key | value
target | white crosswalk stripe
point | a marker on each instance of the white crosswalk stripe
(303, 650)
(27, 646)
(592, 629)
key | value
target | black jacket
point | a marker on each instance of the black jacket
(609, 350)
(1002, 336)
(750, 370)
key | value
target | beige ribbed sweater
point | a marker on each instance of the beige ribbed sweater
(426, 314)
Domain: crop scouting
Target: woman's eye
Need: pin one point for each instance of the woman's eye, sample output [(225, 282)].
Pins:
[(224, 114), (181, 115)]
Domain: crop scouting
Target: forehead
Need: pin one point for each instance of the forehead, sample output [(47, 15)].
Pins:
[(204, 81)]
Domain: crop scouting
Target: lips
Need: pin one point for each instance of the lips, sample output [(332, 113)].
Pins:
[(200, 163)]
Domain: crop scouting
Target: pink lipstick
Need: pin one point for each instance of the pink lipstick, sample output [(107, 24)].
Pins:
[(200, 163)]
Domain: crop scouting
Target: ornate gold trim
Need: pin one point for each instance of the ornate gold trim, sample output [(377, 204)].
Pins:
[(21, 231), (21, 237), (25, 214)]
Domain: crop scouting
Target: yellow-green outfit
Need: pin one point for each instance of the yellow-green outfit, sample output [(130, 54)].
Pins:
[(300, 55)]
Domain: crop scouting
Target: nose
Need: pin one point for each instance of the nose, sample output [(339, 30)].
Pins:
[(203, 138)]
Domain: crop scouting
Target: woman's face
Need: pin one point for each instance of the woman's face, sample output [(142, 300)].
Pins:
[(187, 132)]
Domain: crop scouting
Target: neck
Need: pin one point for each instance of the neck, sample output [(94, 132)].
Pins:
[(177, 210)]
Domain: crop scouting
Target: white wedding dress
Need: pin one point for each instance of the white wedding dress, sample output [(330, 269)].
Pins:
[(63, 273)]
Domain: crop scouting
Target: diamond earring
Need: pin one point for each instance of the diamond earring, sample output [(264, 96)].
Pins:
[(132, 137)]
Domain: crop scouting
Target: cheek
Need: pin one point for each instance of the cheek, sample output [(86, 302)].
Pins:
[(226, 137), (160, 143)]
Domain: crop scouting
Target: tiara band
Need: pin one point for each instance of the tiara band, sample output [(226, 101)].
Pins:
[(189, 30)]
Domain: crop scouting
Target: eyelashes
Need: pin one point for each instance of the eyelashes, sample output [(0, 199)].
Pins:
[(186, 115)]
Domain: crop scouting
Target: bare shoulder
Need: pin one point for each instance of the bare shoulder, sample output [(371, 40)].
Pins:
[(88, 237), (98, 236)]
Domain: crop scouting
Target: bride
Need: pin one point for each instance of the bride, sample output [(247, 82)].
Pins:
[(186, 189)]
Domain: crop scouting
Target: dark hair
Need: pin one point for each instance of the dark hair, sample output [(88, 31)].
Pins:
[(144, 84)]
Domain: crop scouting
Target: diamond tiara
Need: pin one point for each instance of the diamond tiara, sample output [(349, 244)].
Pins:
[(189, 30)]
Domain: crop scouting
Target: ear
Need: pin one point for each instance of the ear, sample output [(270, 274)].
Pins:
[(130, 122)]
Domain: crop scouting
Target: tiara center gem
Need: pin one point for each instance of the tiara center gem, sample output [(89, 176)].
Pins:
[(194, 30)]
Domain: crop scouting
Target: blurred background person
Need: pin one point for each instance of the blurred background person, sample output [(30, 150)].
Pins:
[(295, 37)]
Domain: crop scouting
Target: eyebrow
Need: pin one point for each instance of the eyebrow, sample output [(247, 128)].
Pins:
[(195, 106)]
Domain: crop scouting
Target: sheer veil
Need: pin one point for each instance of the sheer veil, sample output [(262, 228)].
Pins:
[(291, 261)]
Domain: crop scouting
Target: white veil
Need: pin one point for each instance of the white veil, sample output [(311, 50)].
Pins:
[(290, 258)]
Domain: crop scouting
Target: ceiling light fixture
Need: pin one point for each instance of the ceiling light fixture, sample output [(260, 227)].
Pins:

:::::

TASK>
What are the lines, exactly as written above, from the line with "Need: pin one point for each instance of the nose, sample" to the line with "Target: dark hair", both included? Output only those.

EXERCISE SOLUTION>
Need: pin one point for each instance of the nose, sample output [(339, 30)].
Pins:
[(203, 138)]
Domain: crop scouting
Target: woman's face
Need: pin one point for each instance of the woman's face, sample output [(142, 300)].
Pins:
[(187, 132)]
Domain: crop scouting
Target: neck
Need: pin one point for each instance of the neck, sample output [(94, 132)].
Pins:
[(177, 210)]
Domain: crop scouting
Target: white wedding dress
Need: pin one point for each instance of the white wedding dress, sample output [(330, 269)].
Pins:
[(63, 273)]
Domain: crop scouting
Target: diamond earring
Need: pin one point for each instance of the diamond earring, sample output [(264, 96)].
Pins:
[(132, 137)]
Domain: crop scouting
Target: cheek
Need: pin one point for each instance of the cheek, sample output [(86, 302)].
Pins:
[(226, 137), (160, 143)]
Domain: crop scouting
Target: tiara band
Need: pin one point for each instance of the tiara band, sample output [(226, 101)].
Pins:
[(189, 30)]
Domain: crop scouting
Target: eyelashes
Need: pin one point for each instance of the eyelashes, sample output [(0, 199)].
Pins:
[(186, 115)]
Domain: crop scouting
Target: bare shoulder
Need: pin one point for each instance of the bare shoulder, sample output [(371, 40)].
Pins:
[(88, 237), (98, 236)]
Domain: crop scouting
Target: bride
Need: pin one point for each instance of the bride, sample output [(247, 82)].
Pins:
[(186, 189)]
Domain: crop scouting
Target: dark hair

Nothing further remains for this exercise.